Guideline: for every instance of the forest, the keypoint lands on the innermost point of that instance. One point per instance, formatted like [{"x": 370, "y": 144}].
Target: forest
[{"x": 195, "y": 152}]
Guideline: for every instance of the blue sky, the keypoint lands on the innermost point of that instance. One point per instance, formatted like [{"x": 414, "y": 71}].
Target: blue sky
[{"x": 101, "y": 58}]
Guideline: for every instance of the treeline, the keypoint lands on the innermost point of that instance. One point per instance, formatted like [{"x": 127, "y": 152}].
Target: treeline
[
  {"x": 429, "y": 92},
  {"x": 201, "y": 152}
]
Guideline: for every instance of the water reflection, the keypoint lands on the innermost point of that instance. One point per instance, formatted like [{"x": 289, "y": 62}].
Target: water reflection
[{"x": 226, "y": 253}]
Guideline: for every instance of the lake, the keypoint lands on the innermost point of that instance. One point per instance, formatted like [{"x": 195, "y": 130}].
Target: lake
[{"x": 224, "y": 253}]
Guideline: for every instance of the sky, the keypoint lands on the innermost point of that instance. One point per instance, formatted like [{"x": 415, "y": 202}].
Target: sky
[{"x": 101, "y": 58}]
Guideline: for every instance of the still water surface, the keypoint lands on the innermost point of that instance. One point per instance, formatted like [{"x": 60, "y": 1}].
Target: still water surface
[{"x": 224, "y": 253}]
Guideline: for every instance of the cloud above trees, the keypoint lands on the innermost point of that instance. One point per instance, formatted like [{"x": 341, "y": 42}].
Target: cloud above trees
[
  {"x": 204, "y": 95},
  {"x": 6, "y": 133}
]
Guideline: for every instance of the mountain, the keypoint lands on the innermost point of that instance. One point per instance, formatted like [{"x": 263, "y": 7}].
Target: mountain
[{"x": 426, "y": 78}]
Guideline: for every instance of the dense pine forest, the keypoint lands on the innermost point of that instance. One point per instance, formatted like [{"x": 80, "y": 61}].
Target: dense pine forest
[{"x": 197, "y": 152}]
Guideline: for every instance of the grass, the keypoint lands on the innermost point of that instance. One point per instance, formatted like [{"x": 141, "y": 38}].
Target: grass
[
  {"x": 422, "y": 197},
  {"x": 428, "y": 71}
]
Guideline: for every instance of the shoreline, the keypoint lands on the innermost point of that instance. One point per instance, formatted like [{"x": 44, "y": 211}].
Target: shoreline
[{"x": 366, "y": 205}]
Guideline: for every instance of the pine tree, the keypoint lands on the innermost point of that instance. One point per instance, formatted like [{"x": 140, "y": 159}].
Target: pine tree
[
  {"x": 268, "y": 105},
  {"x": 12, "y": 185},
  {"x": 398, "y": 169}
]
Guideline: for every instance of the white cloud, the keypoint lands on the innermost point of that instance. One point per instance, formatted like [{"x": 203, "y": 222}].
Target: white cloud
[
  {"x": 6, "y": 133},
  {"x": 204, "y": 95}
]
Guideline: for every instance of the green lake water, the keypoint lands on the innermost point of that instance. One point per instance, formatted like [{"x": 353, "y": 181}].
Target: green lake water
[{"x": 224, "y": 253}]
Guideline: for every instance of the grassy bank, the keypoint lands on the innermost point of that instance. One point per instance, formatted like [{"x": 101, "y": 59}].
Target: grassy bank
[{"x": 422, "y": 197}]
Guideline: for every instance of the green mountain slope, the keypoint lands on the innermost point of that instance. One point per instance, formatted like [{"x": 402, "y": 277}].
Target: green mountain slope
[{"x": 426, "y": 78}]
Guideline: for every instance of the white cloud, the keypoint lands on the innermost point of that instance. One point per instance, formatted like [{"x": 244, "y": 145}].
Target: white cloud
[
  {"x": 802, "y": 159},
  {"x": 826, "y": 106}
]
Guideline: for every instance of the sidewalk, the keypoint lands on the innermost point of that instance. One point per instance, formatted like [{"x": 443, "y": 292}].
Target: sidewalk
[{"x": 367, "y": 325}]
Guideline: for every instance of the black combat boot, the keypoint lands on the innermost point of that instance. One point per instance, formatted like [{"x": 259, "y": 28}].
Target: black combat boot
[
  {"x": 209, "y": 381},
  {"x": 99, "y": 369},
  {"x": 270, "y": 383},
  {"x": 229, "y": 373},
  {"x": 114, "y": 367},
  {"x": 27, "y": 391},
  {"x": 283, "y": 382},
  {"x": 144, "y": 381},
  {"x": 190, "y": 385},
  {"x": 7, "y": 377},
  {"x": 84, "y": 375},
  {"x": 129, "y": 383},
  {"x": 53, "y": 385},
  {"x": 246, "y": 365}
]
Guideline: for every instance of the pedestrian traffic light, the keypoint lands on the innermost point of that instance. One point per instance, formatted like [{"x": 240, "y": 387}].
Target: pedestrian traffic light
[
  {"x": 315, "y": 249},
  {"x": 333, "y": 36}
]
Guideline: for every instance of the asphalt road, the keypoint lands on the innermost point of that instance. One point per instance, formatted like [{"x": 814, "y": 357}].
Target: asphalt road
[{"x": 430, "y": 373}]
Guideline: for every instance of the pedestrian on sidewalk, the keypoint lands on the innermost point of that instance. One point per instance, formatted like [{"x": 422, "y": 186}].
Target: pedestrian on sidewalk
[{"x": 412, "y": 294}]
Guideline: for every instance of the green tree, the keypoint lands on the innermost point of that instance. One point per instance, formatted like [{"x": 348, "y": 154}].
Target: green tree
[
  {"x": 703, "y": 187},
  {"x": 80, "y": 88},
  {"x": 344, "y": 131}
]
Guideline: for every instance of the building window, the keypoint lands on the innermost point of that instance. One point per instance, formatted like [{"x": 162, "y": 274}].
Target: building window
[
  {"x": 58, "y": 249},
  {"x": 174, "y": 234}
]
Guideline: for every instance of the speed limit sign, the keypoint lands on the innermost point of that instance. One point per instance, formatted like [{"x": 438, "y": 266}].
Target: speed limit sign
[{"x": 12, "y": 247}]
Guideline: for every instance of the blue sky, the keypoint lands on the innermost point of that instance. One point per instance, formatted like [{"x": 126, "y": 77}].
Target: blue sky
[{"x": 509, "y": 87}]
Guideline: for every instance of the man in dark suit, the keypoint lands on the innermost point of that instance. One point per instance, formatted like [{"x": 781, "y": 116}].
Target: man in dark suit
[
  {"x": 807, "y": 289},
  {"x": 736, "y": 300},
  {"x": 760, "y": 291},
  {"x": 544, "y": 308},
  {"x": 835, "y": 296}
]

→ Your goal: Every record should be given again exactly.

→ Written response:
Guideline: for every instance of the forest, the keypoint lands on the innermost point of that instance. One point per instance, formatted like [{"x": 370, "y": 144}].
Target: forest
[{"x": 195, "y": 152}]
Guideline: for every instance of the blue sky, the keypoint lands on the innermost point of that instance. One point per instance, formatted like [{"x": 414, "y": 71}].
Target: blue sky
[{"x": 101, "y": 58}]
Guideline: for every instance of the treeline, the keypoint lands on the innermost point of that instance. One point per instance, formatted like [{"x": 127, "y": 152}].
Target: treeline
[
  {"x": 429, "y": 92},
  {"x": 201, "y": 152}
]
Guideline: for every instance of the water reflection, the keypoint lands on the innermost point of that instance. One point per instance, formatted like [{"x": 289, "y": 62}].
Target: water reflection
[{"x": 226, "y": 253}]
Guideline: for every instance of the lake, the keypoint lands on the innermost point of that instance. One point per instance, formatted like [{"x": 195, "y": 130}].
Target: lake
[{"x": 224, "y": 253}]
Guideline: for every instance of the sky, the keypoint lands on the innermost point of that instance. One point per instance, formatted like [{"x": 415, "y": 202}].
Target: sky
[{"x": 101, "y": 58}]
Guideline: for every instance of the still water surface, the keypoint lands on the innermost point of that instance. One point per instance, formatted like [{"x": 60, "y": 1}].
Target: still water surface
[{"x": 224, "y": 253}]
Guideline: for every instance of the cloud above trees, the keypoint lands on the innermost point of that instance. One point per instance, formatted like [{"x": 341, "y": 42}].
Target: cloud above trees
[
  {"x": 204, "y": 95},
  {"x": 6, "y": 133}
]
Guideline: for every instance of the mountain, the keypoint lands on the innermost point of that instance. One point per instance, formatted like [{"x": 263, "y": 7}].
Target: mountain
[{"x": 426, "y": 78}]
Guideline: for every instance of the dense pine forest, the keypoint lands on the innermost point of that instance. One point per instance, formatted like [{"x": 80, "y": 61}].
Target: dense pine forest
[{"x": 197, "y": 152}]
Guideline: for every instance of the grass, the keypoint lands on the innermost point of that instance. One point per instance, formatted like [{"x": 141, "y": 38}].
Target: grass
[
  {"x": 422, "y": 197},
  {"x": 428, "y": 71}
]
Guideline: for every instance of the shoreline, the keypoint lands on the innermost point of that instance. One point per instance, formatted like [{"x": 44, "y": 211}].
Target: shoreline
[{"x": 366, "y": 205}]
Guideline: for every instance of the pine tree, the keypoint lands on the innermost point of that instance. One point per instance, formatted like [{"x": 140, "y": 159}].
Target: pine tree
[
  {"x": 268, "y": 105},
  {"x": 12, "y": 185},
  {"x": 398, "y": 169}
]
Guideline: for every instance of the white cloud, the keypoint lands on the innermost point of that instance. One point per instance, formatted like [{"x": 203, "y": 222}].
Target: white cloud
[
  {"x": 6, "y": 133},
  {"x": 204, "y": 95}
]
Guideline: for every instance of the green lake water, the keypoint lands on the innermost point of that instance. One point per instance, formatted like [{"x": 353, "y": 181}].
Target: green lake water
[{"x": 224, "y": 253}]
Guideline: for every instance of the grassy bank, the keypoint lands on the innermost point of that instance. One point per instance, formatted like [{"x": 101, "y": 59}].
Target: grassy bank
[{"x": 422, "y": 197}]
Guideline: for every instance of the green mountain slope, the keypoint lands on the innermost point of that instance. One point per instance, formatted like [{"x": 402, "y": 277}].
Target: green mountain slope
[{"x": 426, "y": 78}]
Guideline: for every instance of the white cloud, the keypoint lands on the innermost point of that instance. One point per instance, formatted like [{"x": 244, "y": 145}].
Target: white cloud
[
  {"x": 802, "y": 159},
  {"x": 826, "y": 106}
]
Guideline: for every instance of the sidewalk, the keypoint lands on the innermost point of that instance. One point per instance, formatted like [{"x": 443, "y": 292}].
Target: sidewalk
[{"x": 367, "y": 325}]
Guideline: for every instance of the black combat boot, the keypoint lands on the innermost point of that instance. One point per instance, formatted like [{"x": 259, "y": 28}].
Target: black combat boot
[
  {"x": 209, "y": 381},
  {"x": 99, "y": 369},
  {"x": 270, "y": 383},
  {"x": 229, "y": 373},
  {"x": 114, "y": 367},
  {"x": 27, "y": 391},
  {"x": 283, "y": 382},
  {"x": 144, "y": 381},
  {"x": 190, "y": 385},
  {"x": 7, "y": 377},
  {"x": 84, "y": 375},
  {"x": 129, "y": 383},
  {"x": 53, "y": 385},
  {"x": 246, "y": 365}
]
Guideline: for every instance of the pedestrian traffic light, the keypoint lands on the innermost point of that instance. One point per instance, formatted like [{"x": 240, "y": 387}].
Target: pedestrian traffic light
[
  {"x": 315, "y": 249},
  {"x": 333, "y": 36}
]
Guideline: for every instance of the asphalt road, the keypoint lands on the innermost point of that instance. One point per instance, formatted like [{"x": 814, "y": 357}].
Target: asphalt road
[{"x": 430, "y": 373}]
Guideline: for every instance of the pedestrian on sidewalk, the keypoint lands on the innermost point of that instance. One point per instance, formatted like [{"x": 422, "y": 186}].
Target: pedestrian on sidewalk
[{"x": 412, "y": 294}]
Guideline: for every instance of the green tree, the keypoint lands on the innermost point of that instance. One point per instance, formatted like [{"x": 348, "y": 154}].
Target: green tree
[
  {"x": 703, "y": 187},
  {"x": 80, "y": 88},
  {"x": 344, "y": 131}
]
Guideline: for every instance of the building window, the keypoint lands on the innermost point of that instance. One point per instance, formatted like [{"x": 162, "y": 274}].
Target: building window
[
  {"x": 58, "y": 249},
  {"x": 174, "y": 234}
]
Guideline: for every instance of the speed limit sign, the keypoint lands on the innermost point of that instance. One point per instance, formatted like [{"x": 438, "y": 266}].
Target: speed limit sign
[{"x": 12, "y": 247}]
Guideline: for every instance of the blue sky, the keypoint lands on the innermost point of that instance. One point per instance, formatted like [{"x": 126, "y": 77}].
Target: blue sky
[{"x": 509, "y": 87}]
Guideline: for every instance of the man in dark suit, the keypoint lands on the innermost point of that instance. One point per instance, formatted like [{"x": 781, "y": 116}].
Target: man in dark suit
[
  {"x": 807, "y": 289},
  {"x": 736, "y": 300},
  {"x": 760, "y": 291},
  {"x": 544, "y": 308},
  {"x": 835, "y": 296}
]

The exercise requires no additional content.